### Consigne
Dans le texte source ci-dessous, relevez toutes les figures féminines citées comme exemples tirés du Coran.

Comment la femme est-elle traitée aujourd'hui dans la société musulmane?
On peut être optimiste par rapport à la reconnaissance sociopolitique et économique de la femme dans nos sociétés. Toutefois l'arbre ne doit pas cacher la forêt. Les femmes, tout le monde le sait, sont souvent maltraitées, chez nous, au nom de l'islam. Je ne suis ni féministe, ni dans le lot de celles qui réclament l'égalité entre les sexes. Et je reste persuadée que l'homme est homme et la femme est femme. Chacun a un rôle à jouer dans la société et ils se complètent. N'empêche, la femme souffre jusqu'au plus profond d'elle même à cause de cette prétendue polygamie que des Oulémas (prêcheurs), par des interprétations erronées et faites à leur guise, ont permis. Ainsi les hommes peuvent se marier comme et quand ils veulent. On leur a fait croire que c'est leur droit absolu! Celles qui osent protester sont répudiées et chassées. Pour eux, une vraie musulmane doit se soumettre et tout accepter. En fait, la situation de la femme ne s'est pas vraiment améliorée. Mais, cela est dû à la tradition, à la culture plutôt qu'à l'islam. Les premiers interprètes auraient dû mettre en relief tous les versets où Dieu parle de la femme et comment, dans Sa gloire et Sa miséricorde, Il a fait d'elle un être humain à part entière, égale à l'homme en toute chose, dans le châtiment comme dans la récompense. Le but de quelques Oulémas a donc été de diaboliser la femme pour pouvoir la garder dans un état de servitude, faire d'elle une éternelle prisonnière de coutumes qui n'ont rien à voir avec la religion.
Vous essayez de démontrer dans votre livre que l'islam n'est pas une religion misogyne. Qu'est-ce qui le prouve?
On ne peut pas parler de l'islam sans parler du judaïsme et du christianisme, les trois religions monothéistes. Je ne fais pas de comparaison dans l'esprit de démontrer que l'islam est la meilleure des religions. Mais, juste pour comprendre l'évolution historique des faits... Ceci dit, la péninsule arabique du VIIe siècle était habitée par beaucoup de juifs et de chrétiens. L'islam a trouvé des pratiques telles que brûler la veuve avec son mari qui vient de mourir, ou le fils qui épousait sa maman après la mort de son père, ou épousait sa propre sœur, ou épousait deux sœurs en même temps... C'est dans ce contexte socioculturel que l'islam est venu interdire toutes ces pratiques et a décrété la femme comme un être humain à part entière. Elle a le droit d'accepter ou de refuser un mariage, voire de demander le divorce. Pour, la première fois, la femme pouvait hériter et elle pouvait parler, s'exprimer, etc. Les exemples sont nombreux dans le Coran. L'histoire de la Reine de Saba, la femme de Pharaon, ou encore la vierge Marie sont des exemples par lesquels Dieu a voulu démontrer la valeur et la place que la Femme occupe dans la société. La reine de Saba est décrite comme une femme sublime et considérée comme un personnage d'une profonde sagesse et d'une haute intelligence. On comprend donc que l'islam n'a pas de problème avec les femmes; ce sont plutôt les hommes qui en ont un.

### Données

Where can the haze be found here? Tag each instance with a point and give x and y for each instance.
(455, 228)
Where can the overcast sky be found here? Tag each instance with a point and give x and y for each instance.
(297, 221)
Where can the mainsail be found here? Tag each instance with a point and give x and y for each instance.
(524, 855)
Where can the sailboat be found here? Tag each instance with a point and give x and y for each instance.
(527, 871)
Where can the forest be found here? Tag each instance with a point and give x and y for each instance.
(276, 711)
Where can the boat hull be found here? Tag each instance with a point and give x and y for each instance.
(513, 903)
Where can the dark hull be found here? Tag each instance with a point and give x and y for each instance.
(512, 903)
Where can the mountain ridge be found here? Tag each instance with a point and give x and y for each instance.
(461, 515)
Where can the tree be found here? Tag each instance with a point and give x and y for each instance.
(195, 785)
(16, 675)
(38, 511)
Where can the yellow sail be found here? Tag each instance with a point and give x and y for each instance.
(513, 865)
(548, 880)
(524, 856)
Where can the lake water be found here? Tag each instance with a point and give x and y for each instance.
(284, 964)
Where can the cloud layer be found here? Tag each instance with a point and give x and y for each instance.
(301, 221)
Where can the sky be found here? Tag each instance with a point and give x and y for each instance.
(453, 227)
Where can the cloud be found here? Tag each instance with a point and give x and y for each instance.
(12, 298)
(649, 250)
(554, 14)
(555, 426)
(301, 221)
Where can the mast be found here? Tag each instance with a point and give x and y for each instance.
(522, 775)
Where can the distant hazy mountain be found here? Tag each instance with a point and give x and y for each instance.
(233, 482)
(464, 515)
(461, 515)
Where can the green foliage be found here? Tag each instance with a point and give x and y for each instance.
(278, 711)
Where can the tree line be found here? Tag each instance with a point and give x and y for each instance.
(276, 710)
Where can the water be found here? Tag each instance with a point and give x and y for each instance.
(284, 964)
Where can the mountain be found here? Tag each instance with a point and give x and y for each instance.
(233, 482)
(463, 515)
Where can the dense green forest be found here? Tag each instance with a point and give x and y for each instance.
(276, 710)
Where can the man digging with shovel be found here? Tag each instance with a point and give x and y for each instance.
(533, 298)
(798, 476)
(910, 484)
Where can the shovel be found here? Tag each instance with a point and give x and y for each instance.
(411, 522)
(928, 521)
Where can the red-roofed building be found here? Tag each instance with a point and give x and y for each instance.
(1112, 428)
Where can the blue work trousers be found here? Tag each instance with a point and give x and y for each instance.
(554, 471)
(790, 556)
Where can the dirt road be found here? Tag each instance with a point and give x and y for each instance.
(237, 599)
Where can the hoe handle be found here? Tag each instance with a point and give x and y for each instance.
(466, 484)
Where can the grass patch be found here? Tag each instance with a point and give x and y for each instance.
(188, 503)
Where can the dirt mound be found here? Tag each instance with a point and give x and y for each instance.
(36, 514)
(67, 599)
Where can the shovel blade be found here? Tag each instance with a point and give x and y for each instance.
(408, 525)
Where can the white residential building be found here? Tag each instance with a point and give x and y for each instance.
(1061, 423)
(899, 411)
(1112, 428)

### Résultat
- la reine de Saba
- la femme de Pharaon
- la vierge Marie